**TASK GOAL**.
Starting with the first line and ending with the line that holds "Target: dark window", repeat the material exactly.
==*==
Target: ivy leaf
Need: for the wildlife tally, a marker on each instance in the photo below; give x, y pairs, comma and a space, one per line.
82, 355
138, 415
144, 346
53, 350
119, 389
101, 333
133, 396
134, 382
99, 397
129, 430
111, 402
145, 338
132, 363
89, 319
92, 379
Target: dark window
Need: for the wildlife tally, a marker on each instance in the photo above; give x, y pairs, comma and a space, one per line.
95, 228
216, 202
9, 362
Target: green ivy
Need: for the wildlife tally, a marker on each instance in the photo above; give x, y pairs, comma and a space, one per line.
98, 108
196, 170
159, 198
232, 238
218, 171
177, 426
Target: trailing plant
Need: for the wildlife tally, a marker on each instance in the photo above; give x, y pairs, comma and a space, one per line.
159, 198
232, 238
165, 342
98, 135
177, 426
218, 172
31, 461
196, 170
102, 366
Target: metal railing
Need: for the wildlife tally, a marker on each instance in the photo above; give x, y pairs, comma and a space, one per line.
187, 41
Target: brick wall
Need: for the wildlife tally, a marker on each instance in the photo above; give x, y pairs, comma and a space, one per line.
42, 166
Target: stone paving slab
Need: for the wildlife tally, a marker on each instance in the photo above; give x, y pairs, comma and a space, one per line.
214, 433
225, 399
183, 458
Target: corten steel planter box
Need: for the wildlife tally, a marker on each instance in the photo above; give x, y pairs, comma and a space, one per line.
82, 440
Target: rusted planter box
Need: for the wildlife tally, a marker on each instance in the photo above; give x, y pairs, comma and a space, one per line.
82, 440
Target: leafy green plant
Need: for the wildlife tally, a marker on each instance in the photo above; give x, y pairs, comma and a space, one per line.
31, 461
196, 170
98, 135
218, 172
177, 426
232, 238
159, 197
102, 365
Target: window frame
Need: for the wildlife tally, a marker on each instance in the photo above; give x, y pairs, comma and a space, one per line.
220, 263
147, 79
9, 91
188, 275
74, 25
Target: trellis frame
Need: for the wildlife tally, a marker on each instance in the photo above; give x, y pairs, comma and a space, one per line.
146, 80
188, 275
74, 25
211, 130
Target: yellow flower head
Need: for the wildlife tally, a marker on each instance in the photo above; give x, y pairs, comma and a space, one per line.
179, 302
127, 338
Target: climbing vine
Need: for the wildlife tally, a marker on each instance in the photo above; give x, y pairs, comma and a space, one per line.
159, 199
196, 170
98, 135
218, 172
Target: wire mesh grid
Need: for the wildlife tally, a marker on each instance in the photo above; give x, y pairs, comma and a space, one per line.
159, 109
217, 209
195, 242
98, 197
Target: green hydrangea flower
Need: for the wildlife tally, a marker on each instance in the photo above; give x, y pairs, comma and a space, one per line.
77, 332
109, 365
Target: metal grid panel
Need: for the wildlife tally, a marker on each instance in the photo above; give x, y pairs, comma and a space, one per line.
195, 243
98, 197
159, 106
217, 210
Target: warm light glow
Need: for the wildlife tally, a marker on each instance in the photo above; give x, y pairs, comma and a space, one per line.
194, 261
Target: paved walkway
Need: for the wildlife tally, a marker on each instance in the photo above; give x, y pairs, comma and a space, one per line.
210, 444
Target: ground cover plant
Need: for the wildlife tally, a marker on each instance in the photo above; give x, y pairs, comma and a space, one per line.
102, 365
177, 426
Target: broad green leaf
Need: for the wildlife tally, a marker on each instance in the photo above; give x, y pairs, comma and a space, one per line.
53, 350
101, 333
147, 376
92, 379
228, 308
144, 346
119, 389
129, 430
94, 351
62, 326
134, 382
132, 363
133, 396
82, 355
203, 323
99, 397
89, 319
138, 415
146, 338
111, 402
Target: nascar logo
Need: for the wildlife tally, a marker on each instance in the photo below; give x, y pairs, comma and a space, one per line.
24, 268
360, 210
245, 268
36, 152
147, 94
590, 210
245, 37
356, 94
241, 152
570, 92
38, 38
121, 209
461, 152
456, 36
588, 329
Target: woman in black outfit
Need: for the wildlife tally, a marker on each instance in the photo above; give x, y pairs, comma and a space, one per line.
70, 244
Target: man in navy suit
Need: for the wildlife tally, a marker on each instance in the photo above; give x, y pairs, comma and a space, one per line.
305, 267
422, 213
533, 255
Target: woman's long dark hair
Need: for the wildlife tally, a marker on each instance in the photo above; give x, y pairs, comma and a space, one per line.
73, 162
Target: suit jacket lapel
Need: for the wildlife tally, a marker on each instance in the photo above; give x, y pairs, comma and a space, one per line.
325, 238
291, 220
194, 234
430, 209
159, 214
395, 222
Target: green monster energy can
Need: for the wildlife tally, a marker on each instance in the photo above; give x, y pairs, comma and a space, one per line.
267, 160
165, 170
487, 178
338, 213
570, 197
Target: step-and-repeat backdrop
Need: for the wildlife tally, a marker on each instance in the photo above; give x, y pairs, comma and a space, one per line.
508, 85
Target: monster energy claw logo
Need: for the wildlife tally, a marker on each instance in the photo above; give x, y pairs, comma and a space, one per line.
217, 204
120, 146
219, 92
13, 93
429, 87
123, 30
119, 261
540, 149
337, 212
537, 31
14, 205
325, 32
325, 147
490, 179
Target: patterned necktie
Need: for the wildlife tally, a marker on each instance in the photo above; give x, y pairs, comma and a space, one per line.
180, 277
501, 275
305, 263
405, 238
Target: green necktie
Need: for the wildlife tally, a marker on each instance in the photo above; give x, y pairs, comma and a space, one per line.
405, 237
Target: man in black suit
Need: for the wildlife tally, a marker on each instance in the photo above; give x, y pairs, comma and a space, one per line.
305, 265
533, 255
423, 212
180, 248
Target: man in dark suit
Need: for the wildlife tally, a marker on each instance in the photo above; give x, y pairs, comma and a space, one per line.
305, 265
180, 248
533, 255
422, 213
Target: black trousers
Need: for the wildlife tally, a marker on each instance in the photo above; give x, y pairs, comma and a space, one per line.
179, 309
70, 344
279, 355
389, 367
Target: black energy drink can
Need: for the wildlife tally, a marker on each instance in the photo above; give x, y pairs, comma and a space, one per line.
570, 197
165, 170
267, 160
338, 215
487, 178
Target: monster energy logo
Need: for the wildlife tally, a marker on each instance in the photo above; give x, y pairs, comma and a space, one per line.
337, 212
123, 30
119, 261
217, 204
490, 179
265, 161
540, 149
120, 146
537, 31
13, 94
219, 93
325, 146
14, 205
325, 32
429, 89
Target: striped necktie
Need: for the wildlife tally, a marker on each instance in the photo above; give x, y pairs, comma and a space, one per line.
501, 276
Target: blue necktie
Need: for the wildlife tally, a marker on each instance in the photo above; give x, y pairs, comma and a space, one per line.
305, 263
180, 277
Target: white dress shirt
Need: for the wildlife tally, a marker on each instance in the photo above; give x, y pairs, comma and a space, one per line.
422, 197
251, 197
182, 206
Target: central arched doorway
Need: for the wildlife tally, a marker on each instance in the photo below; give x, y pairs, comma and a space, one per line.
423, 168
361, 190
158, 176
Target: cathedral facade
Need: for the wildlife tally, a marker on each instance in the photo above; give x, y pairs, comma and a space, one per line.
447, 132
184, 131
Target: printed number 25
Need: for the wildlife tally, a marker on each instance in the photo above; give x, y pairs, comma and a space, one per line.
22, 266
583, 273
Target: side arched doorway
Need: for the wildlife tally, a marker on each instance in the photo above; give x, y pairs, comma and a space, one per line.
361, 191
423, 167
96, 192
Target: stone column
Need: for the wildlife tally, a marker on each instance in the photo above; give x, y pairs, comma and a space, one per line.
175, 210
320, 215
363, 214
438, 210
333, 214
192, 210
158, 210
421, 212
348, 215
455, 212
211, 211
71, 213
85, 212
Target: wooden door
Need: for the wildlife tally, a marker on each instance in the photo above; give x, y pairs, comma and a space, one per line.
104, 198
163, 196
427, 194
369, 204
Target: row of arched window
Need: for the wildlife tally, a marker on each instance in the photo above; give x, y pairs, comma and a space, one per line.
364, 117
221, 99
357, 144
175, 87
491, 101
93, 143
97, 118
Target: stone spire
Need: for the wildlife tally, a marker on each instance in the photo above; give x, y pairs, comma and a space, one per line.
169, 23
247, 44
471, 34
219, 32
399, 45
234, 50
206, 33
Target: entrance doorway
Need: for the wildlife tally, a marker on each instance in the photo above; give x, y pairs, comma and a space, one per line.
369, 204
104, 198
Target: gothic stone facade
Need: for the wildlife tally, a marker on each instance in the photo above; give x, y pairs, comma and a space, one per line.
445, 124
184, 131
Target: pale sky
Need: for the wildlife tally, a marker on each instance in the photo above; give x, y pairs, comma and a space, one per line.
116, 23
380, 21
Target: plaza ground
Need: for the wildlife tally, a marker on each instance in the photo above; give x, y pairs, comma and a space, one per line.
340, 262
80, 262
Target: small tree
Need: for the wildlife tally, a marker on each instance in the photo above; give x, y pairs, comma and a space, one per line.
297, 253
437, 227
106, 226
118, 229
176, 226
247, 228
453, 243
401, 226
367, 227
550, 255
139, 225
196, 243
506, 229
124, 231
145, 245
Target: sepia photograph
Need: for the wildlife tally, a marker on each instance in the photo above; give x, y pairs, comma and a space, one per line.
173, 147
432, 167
==*==
**RESPONSE BELOW**.
Target: ivy leaf
Need: for the wildlife tally, a marker on each instance in the photo below; give x, y pairs, comma and a space, one per line.
82, 355
138, 415
144, 346
53, 350
119, 389
101, 333
133, 396
134, 382
99, 397
129, 430
111, 402
145, 338
132, 363
89, 319
92, 379
Target: dark window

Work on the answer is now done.